[AVAILABLE RECORDS — start]

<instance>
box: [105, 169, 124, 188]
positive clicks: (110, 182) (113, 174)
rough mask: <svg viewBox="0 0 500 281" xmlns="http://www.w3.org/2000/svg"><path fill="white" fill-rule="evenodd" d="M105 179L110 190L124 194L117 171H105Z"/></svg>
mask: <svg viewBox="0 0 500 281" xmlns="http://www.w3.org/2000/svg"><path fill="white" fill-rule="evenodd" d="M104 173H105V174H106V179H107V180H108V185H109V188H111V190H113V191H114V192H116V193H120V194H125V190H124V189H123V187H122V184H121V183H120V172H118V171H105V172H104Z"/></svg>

[AVAILABLE RECORDS — finish]

* **PROBLEM DESCRIPTION**
Transcribe the records in full, so that each line reads exactly as before.

* **SOLUTION TO THE EXERCISE**
<instance>
box: [105, 169, 124, 188]
positive clicks: (110, 182) (113, 174)
rough mask: <svg viewBox="0 0 500 281" xmlns="http://www.w3.org/2000/svg"><path fill="white" fill-rule="evenodd" d="M105 179L110 190L124 194L117 171H105Z"/></svg>
mask: <svg viewBox="0 0 500 281" xmlns="http://www.w3.org/2000/svg"><path fill="white" fill-rule="evenodd" d="M104 173H105V174H106V179H107V180H108V185H109V188H111V190H113V191H114V192H116V193H120V194H125V190H124V189H123V187H122V184H121V183H120V172H118V171H105V172H104Z"/></svg>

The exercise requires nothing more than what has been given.